Job: Pick out every line in the records that contains the string "young", copying each one in full. Case counts.
** START OF Record set **
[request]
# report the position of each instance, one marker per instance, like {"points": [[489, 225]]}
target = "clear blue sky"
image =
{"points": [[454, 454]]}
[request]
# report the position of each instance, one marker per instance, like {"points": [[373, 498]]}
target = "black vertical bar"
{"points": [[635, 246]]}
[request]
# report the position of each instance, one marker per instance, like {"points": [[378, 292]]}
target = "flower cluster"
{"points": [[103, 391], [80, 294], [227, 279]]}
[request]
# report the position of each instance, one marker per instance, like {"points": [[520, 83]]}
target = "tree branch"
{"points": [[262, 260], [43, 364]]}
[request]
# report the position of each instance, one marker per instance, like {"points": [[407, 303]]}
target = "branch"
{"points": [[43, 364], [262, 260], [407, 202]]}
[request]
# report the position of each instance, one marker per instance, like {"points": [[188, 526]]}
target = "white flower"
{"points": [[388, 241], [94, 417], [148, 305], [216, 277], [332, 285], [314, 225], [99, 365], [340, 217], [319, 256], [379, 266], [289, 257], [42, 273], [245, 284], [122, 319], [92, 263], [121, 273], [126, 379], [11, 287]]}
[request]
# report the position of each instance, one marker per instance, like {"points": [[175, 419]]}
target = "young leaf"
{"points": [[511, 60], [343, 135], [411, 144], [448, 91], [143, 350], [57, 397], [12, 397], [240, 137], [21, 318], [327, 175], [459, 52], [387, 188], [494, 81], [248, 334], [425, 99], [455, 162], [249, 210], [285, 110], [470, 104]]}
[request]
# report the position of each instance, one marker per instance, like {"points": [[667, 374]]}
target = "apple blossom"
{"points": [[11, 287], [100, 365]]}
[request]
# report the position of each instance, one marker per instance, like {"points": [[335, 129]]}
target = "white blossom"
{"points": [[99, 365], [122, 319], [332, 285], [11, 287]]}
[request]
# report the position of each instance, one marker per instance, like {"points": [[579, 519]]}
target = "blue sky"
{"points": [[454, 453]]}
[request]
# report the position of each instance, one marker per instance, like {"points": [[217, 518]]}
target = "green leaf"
** END OF Record set **
** START OF Record set **
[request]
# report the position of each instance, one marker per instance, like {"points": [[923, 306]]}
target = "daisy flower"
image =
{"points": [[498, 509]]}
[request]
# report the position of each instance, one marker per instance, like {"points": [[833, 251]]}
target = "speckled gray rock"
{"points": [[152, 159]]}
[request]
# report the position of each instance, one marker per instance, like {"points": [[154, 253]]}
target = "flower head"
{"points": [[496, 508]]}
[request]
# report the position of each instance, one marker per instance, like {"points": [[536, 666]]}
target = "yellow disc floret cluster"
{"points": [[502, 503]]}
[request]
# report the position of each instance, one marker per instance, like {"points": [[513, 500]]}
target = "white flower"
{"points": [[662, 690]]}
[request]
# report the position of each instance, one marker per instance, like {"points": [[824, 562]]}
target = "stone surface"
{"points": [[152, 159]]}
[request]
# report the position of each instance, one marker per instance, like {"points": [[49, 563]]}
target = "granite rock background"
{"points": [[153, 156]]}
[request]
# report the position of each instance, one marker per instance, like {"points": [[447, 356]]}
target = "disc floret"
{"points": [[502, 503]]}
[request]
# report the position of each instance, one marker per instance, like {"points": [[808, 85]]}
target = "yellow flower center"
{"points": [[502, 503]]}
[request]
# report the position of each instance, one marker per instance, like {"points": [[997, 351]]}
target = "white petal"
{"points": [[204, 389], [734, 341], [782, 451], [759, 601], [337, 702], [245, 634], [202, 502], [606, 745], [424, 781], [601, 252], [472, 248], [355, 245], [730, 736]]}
** END OF Record set **
** START OF Record set **
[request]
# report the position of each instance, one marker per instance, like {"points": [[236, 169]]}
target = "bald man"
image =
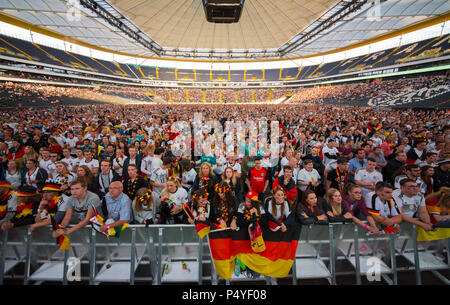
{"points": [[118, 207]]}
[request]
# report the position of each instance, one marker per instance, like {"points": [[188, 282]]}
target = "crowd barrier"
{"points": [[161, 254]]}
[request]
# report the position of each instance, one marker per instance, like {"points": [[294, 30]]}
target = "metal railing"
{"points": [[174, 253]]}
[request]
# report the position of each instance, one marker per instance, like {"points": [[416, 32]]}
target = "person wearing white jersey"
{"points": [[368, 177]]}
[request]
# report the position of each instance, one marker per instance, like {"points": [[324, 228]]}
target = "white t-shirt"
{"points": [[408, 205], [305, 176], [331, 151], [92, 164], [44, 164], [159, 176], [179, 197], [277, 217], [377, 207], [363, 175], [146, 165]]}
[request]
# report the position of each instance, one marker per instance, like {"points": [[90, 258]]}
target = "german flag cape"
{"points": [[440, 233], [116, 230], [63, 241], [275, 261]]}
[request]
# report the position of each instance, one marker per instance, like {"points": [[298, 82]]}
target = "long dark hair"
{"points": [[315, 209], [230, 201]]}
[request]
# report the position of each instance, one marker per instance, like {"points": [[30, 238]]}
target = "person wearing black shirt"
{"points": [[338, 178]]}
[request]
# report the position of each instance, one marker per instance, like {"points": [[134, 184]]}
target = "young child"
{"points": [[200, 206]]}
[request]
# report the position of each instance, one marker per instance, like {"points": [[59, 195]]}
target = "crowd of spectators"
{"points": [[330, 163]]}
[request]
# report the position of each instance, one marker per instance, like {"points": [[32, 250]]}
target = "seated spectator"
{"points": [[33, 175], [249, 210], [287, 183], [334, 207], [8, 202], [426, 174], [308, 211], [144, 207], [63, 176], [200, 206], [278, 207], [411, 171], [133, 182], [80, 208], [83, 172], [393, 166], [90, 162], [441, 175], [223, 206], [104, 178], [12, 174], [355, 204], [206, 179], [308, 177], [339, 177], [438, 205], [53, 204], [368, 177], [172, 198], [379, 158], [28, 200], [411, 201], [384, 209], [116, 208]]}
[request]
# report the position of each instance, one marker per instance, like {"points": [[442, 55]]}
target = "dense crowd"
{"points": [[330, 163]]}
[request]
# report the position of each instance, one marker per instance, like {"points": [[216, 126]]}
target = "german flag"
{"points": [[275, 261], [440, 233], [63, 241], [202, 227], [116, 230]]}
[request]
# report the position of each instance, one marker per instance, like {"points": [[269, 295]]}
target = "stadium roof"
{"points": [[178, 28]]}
** END OF Record set **
Output for this exercise:
target = "young leaf"
target = "young child"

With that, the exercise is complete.